**Фрагмент текста**
□ □ □

Здесь Оден вторит Шекспиру: «And then retire me to my Milan, where / Every third thought shall be my grave». То есть: «И возвращусь в родной Милан, где каждой моей третьей мыслью будет мысль о гробе».
Любовь, поэзия и смерть ходят рядом; но присутствие первых двух отвлекает от третьей. «С тобой, – говорит Оден Ариэлю, – оживлялось одиночество, забывалась печаль».
Эти толстые книги теперь не нужны мне: ведь там,
Куда я направляюсь, слова теряют свой вес;
Оно и к лучшему. Я меняю их велеречивый совет
На всепоглощающее молчанье морей.
Море ничем не жертвует, ибо ничем не дорожит,
А человек дорожит слишком многим, и когда узнает,
что за всё хорошее нужно платить,
Стонет и жалуется, что погиб, и он, точно, погиб.

□ □ □

**Извлечённые строки**
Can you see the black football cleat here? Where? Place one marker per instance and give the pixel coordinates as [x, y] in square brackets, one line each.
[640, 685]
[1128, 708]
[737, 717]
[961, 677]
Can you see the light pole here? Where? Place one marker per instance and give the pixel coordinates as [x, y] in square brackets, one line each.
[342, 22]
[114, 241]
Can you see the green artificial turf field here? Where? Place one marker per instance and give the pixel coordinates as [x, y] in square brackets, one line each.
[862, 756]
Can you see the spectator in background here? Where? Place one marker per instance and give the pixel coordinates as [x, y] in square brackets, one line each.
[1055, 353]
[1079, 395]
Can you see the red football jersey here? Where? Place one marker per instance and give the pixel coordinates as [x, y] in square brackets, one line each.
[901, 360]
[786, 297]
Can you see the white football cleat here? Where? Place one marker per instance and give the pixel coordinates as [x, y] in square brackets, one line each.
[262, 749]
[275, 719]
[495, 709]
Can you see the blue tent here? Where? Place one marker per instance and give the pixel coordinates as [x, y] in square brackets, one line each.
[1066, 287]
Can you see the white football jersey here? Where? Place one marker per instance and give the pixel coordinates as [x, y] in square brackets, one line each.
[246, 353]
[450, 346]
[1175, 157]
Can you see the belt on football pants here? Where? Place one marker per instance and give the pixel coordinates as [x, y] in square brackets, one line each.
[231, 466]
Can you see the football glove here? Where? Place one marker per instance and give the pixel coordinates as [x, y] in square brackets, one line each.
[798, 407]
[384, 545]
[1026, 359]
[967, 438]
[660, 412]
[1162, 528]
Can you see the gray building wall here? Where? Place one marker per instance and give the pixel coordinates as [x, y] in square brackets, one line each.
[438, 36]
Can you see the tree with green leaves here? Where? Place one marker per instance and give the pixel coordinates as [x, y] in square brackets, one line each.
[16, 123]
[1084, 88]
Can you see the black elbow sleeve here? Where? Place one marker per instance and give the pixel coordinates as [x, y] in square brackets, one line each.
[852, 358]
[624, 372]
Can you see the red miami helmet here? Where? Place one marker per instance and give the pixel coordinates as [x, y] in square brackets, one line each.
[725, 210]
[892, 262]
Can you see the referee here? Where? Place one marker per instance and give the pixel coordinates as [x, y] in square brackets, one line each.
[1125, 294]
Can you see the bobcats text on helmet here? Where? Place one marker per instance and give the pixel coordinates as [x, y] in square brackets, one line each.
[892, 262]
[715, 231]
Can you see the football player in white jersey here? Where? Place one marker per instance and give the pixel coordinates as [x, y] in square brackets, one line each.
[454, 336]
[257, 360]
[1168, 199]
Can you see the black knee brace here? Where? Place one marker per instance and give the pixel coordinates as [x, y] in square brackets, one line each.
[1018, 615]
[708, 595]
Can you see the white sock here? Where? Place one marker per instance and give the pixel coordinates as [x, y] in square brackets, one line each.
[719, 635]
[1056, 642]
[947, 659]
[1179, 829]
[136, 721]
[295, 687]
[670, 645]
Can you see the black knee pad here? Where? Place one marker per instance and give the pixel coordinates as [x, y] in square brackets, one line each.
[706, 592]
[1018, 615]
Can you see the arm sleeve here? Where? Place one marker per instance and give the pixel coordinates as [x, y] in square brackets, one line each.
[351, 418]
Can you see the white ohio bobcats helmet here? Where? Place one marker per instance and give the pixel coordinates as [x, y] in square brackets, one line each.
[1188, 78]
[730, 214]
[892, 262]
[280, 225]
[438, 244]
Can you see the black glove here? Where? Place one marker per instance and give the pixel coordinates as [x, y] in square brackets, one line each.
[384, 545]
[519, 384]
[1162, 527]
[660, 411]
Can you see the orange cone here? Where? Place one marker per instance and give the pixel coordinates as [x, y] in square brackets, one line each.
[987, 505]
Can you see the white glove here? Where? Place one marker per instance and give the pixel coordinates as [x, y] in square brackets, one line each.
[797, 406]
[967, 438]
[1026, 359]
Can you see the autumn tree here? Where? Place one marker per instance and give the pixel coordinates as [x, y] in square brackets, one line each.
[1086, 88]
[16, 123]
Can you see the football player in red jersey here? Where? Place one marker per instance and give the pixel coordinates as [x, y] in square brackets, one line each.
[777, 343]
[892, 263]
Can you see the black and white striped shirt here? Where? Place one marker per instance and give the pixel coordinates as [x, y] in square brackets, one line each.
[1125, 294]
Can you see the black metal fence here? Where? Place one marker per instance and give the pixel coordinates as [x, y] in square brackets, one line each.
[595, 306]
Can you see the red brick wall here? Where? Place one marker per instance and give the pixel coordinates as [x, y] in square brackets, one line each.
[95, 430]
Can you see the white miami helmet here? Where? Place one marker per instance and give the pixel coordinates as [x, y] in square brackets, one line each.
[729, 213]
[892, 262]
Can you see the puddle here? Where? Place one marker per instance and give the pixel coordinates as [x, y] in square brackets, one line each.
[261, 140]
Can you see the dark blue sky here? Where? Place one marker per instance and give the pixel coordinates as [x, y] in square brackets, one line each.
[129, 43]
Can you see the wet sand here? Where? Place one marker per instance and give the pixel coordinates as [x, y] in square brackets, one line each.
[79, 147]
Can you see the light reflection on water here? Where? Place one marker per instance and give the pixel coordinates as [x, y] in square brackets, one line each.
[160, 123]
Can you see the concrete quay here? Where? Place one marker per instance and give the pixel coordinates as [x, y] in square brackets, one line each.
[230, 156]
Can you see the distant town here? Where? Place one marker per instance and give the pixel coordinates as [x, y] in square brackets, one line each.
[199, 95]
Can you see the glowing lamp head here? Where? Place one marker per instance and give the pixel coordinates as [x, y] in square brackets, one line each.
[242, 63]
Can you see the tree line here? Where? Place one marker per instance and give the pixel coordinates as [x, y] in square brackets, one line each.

□ □ □

**Перечень заданий**
**a)** Перепишите дословно ту часть фрагмента текста, которая начинается словами «Здесь Оден вторит» и заканчивается словами «он, точно, погиб.».
**b)** Присутствие каких двух явлений, согласно фрагменту текста, отвлекает от мысли о смерти?

**Раздел ответов**
**a)**
Здесь Оден вторит Шекспиру: «And then retire me to my Milan, where / Every third thought shall be my grave». То есть: «И возвращусь в родной Милан, где каждой моей третьей мыслью будет мысль о гробе».
Любовь, поэзия и смерть ходят рядом; но присутствие первых двух отвлекает от третьей. «С тобой, – говорит Оден Ариэлю, – оживлялось одиночество, забывалась печаль».
Эти толстые книги теперь не нужны мне: ведь там,
Куда я направляюсь, слова теряют свой вес;
Оно и к лучшему. Я меняю их велеречивый совет
На всепоглощающее молчанье морей.
Море ничем не жертвует, ибо ничем не дорожит,
А человек дорожит слишком многим, и когда узнает,
что за всё хорошее нужно платить,
Стонет и жалуется, что погиб, и он, точно, погиб.

**b)** Любовь и поэзия.